_Task prompt_.
Without including any images, repeat the data exactly.

++++ Data listing ++++

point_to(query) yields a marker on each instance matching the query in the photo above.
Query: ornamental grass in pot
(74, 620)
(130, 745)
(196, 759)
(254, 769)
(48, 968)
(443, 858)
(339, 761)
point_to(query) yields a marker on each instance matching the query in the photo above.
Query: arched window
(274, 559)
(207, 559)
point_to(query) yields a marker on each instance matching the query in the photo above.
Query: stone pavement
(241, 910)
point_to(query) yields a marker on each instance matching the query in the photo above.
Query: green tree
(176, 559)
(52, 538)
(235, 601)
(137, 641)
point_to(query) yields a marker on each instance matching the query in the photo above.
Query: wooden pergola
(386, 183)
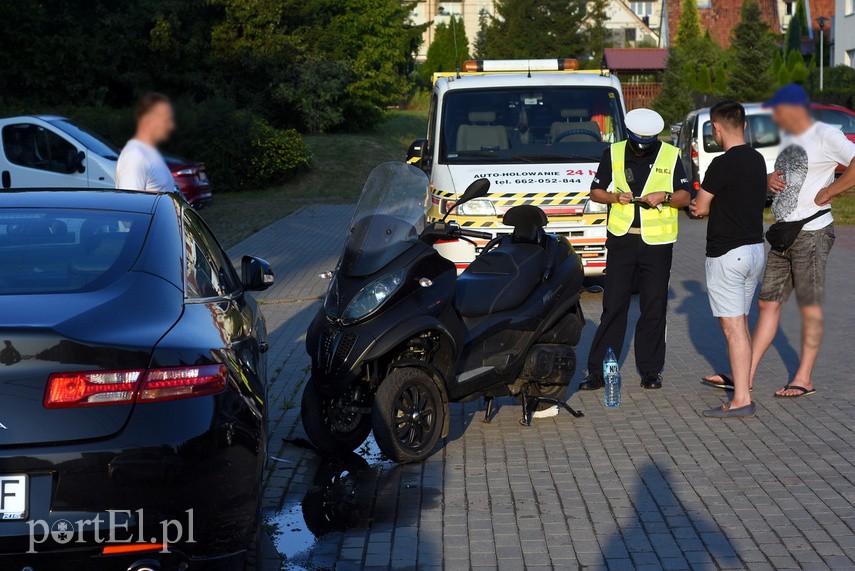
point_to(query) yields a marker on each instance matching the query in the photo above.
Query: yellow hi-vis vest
(657, 227)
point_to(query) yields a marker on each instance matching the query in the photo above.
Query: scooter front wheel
(408, 415)
(329, 425)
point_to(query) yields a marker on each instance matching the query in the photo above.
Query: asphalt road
(650, 485)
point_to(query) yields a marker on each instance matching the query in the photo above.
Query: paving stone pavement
(649, 485)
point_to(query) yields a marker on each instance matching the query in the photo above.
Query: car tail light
(85, 389)
(65, 390)
(182, 382)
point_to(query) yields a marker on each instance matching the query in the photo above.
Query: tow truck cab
(537, 129)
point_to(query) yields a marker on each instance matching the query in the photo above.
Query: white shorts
(732, 280)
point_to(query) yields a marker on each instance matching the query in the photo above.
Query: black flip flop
(804, 392)
(726, 385)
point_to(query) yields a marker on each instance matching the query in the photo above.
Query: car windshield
(44, 250)
(87, 139)
(841, 119)
(388, 219)
(524, 125)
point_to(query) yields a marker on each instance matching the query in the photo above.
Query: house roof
(722, 16)
(635, 59)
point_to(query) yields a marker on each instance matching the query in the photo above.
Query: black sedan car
(132, 385)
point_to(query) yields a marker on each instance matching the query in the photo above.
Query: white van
(698, 149)
(41, 151)
(537, 130)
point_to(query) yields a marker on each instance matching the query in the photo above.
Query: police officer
(643, 181)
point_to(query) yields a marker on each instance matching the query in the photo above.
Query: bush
(276, 154)
(239, 149)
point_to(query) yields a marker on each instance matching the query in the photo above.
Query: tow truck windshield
(517, 125)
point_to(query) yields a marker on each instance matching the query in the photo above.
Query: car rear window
(66, 251)
(760, 132)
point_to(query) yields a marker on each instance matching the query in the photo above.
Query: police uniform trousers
(633, 263)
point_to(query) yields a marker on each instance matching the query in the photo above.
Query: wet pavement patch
(349, 492)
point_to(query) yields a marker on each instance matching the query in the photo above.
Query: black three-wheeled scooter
(400, 335)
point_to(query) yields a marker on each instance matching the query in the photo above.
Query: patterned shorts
(800, 267)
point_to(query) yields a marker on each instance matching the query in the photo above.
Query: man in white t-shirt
(140, 166)
(805, 186)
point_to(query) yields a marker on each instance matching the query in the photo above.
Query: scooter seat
(500, 279)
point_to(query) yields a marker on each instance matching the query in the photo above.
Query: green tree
(545, 29)
(777, 62)
(675, 101)
(798, 28)
(479, 45)
(751, 77)
(597, 33)
(449, 48)
(721, 79)
(783, 77)
(704, 80)
(373, 38)
(689, 25)
(796, 68)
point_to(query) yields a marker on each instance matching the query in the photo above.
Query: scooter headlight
(372, 296)
(477, 207)
(592, 207)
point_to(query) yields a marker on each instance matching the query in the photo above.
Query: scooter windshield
(388, 220)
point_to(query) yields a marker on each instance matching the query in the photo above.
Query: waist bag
(781, 235)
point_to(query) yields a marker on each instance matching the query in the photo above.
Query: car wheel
(408, 415)
(330, 427)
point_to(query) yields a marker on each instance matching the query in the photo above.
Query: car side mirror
(74, 162)
(417, 152)
(256, 274)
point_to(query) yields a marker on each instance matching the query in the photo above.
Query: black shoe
(592, 383)
(651, 381)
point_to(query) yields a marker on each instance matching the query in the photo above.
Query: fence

++++

_Result of the exercise_.
point_to(query) yields a marker on each instance matching the query in the photo above.
Query: ornamental grass in pot
(74, 620)
(130, 745)
(196, 759)
(254, 769)
(48, 968)
(443, 858)
(339, 761)
point_to(query) yields a marker on each instance matching the query in the photo above.
Query: arched window
(274, 559)
(207, 559)
point_to(query) yields a marker on each instance matching the query in the photo above.
Query: stone pavement
(241, 910)
point_to(query) yields a marker on each instance matching the query in the photo above.
Query: green tree
(176, 559)
(52, 538)
(235, 601)
(137, 641)
point_to(query) yields a marker on each instance matching the query in the photo above.
Query: wooden pergola
(386, 183)
point_to(query) yields a marker on each instance matching the query in the photo above.
Query: yellow hi-vis vest
(657, 227)
point_to(query) yields a marker on each instance matching the query in the photo above.
Query: scooter front wheel
(408, 415)
(329, 425)
point_to(query) yields a marker on each instance matching the query in the photo above.
Query: asphalt road
(650, 485)
point_to(query) yields a marker on each instance matching the query in the photo above.
Query: paving stone pavement
(649, 485)
point_to(query) yields a marker on each instance matching the query in the photo above.
Query: car tail light
(85, 389)
(65, 390)
(182, 382)
point_to(query) yields a marker on each instance matching the query in the photo above.
Query: tow truck cab
(537, 129)
point_to(query) yields a marker on each instance matching the query in the photo above.
Query: white shorts
(732, 280)
point_to(query) yields a marker on each instance matching the query in the photo above.
Query: black flip flop
(804, 392)
(726, 385)
point_to(query) yields a marker on each instance matching the query in the photo above.
Query: car windshield
(44, 250)
(87, 139)
(841, 119)
(388, 219)
(524, 125)
point_to(query) yields a marker on each instance matching the query in the photo above.
Query: house roof
(722, 16)
(635, 59)
point_to(query) yields a marker on each instance matching the query in the photo above.
Query: black sedan car
(132, 385)
point_to(query) yields a marker on each instance matching the query in the photo above.
Query: white van
(698, 149)
(41, 151)
(537, 130)
point_to(query) yields a marker on each instance matching the query in the photo above.
Query: police officer
(643, 181)
point_to(query) yields a marker on each instance matching the query in the photo above.
Query: bush
(276, 154)
(239, 149)
point_to(query) yields a marker on each instance matching the query in the photo above.
Query: tow truck windshield
(517, 125)
point_to(query) yields a marker on each instance matching the query in the photo above.
Query: car rear window
(66, 251)
(760, 132)
point_to(query) yields a marker on each instance matching the query in the photo above.
Query: police uniform trousers
(633, 263)
point_to(query) yields a marker on each instance matching the query in the photo above.
Query: wet pavement patch
(349, 492)
point_to(query) yields a marker on each instance matching the query in the photo above.
Query: black three-wheeled scooter
(400, 335)
point_to(query) yields a marker on each instance matching the query in the photo above.
Query: patterned shorts
(800, 267)
point_to(query) yields a marker on each instance matching the query in the photo above.
Query: man in white t-shirt
(140, 166)
(805, 186)
point_to(query) yields a marker on each instance matching the query in the photo above.
Query: scooter seat
(500, 279)
point_to(query) yields a marker on each instance matching the query in the photo above.
Query: green tree
(545, 29)
(777, 62)
(675, 101)
(798, 28)
(479, 45)
(751, 77)
(597, 33)
(449, 48)
(721, 79)
(783, 77)
(704, 80)
(373, 38)
(689, 25)
(796, 68)
point_to(query) yields a marker on each instance matching the query in the photo above.
Query: scooter headlight
(372, 296)
(477, 207)
(592, 207)
point_to(query) yields a marker on each instance matching the query in the photo above.
Query: scooter windshield
(388, 220)
point_to(query) yields a marker on each instance matching the query in the photo above.
Query: waist bag
(781, 235)
point_to(query) yields a marker on each instance matching the query in the photo above.
Query: car wheel
(408, 415)
(330, 427)
point_to(query) yields a marker on each instance matching the query in the photo above.
Query: car side mirror
(74, 162)
(417, 152)
(256, 274)
point_to(query) yields a marker on each instance matching the query in the photo above.
Query: black shoe
(592, 383)
(651, 381)
point_to(query) yields a marker on each instance matching the query in the photo above.
Query: fence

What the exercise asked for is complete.